* [Passage]
--- START ---
On March 23, Johnson wrote to Texas Parks and
Wildlife stating that the monkeys, protected as members of a
threatened species since 1976, were no longer covered by the
current reading of the Endangered Species Act. Accordingly,
said Johnson, the Department of the Interior “relinquished
any jurisdiction over the STPO-owned monkeys,” and
“wishes Animal Damage Control luck in removing them.”
A routine USDA Animal and Plant Health
Inspection Service visit on June 6 found the STPO perimeter
fence seriously deficient because it is no longer electrified.
Since the hairy feet of snow monkeys protect them from electrical
current, Swett and Cuny––who rarely agree about anything––agree
that this finding was essentially academic.
But three days later, Griffin recounted, “We had a
very unusual inspection,” including representatives of the
“Fish and Wildlife Service, several branches of Texas Parks
and Wildlife, two divisions of the USDA, the Texas
Department of Health, the Texas Animal Health
Commission, the University of Texas Health and Science
Center School of Public Health, Texas Animal Damage
Control, and several ranchers. They toured both sites, the
old and the new, and then a meeting was held in Dilley. The
tone was very grim.”
On June 23, said Swett, “Nongame program director
Matt Wagner of Texas Parks and Wildlife sent a report to
Bob Cook,” director of the agency, which “admitted that
TPWD had no jurisdiction over STPO,” but purportedly stated
that “game wardens will be informing the public that freeroaming
monkeys may be shot by anyone who either has a
hunting license or feels they are a threat or causing damage.”
The monkeys were said to be wandering as far as
Corpus Christi, 80 miles away.
--- END ---
* [Activity list]
1. Answer these questions from the passage.
(a) Since what year had the monkeys been protected as members of a threatened species?
(b) On what date did the routine USDA Animal and Plant Health Inspection Service visit take place?
(c) How far away is Corpus Christi, where the monkeys were said to be wandering?
2. Repeat the passage word for word from "On March 23, Johnson" up to and including "was essentially academic.".
3. Say whether each statement agrees with the passage. Answer yes or no, and quote the words that decide it.
(a) At the June 6 visit, the STPO perimeter fence was still electrified.
(b) After the tour of both sites, a meeting was held in Dilley.
(c) The report Matt Wagner sent to Bob Cook said that TPWD had jurisdiction over STPO.

* [Dataset excerpts]
--- START ---
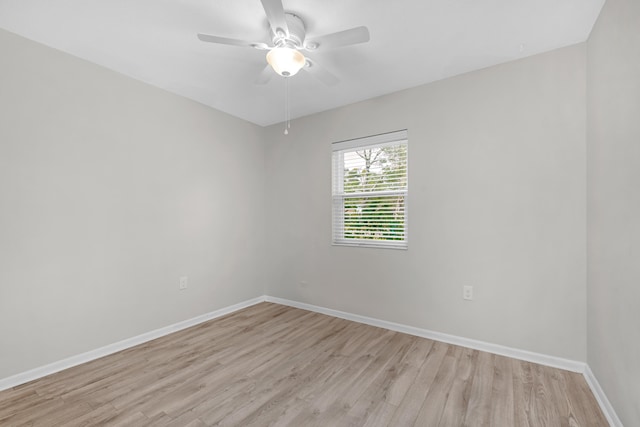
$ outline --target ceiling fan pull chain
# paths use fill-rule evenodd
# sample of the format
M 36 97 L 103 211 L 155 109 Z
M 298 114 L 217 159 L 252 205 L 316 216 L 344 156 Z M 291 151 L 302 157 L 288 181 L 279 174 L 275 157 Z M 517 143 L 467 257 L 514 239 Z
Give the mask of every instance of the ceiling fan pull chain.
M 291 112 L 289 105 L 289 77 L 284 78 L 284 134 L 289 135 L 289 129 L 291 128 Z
--- END ---
--- START ---
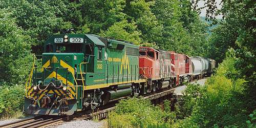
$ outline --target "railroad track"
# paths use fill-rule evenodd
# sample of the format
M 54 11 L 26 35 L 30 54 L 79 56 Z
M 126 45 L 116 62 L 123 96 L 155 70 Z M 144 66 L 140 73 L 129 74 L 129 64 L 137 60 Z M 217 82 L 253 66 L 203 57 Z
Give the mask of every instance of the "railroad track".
--- END ---
* [Completed exercise]
1.
(a) 1976
(b) June 6
(c) 80 miles

2.
On March 23, Johnson wrote to Texas Parks and
Wildlife stating that the monkeys, protected as members of a
threatened species since 1976, were no longer covered by the
current reading of the Endangered Species Act. Accordingly,
said Johnson, the Department of the Interior “relinquished
any jurisdiction over the STPO-owned monkeys,” and
“wishes Animal Damage Control luck in removing them.”
A routine USDA Animal and Plant Health
Inspection Service visit on June 6 found the STPO perimeter
fence seriously deficient because it is no longer electrified.
Since the hairy feet of snow monkeys protect them from electrical
current, Swett and Cuny––who rarely agree about anything––agree
that this finding was essentially academic.

3.
(a) No: "seriously deficient because it is no longer electrified."
(b) Yes: "and then a meeting was held in Dilley."
(c) No: "admitted that TPWD had no jurisdiction over STPO"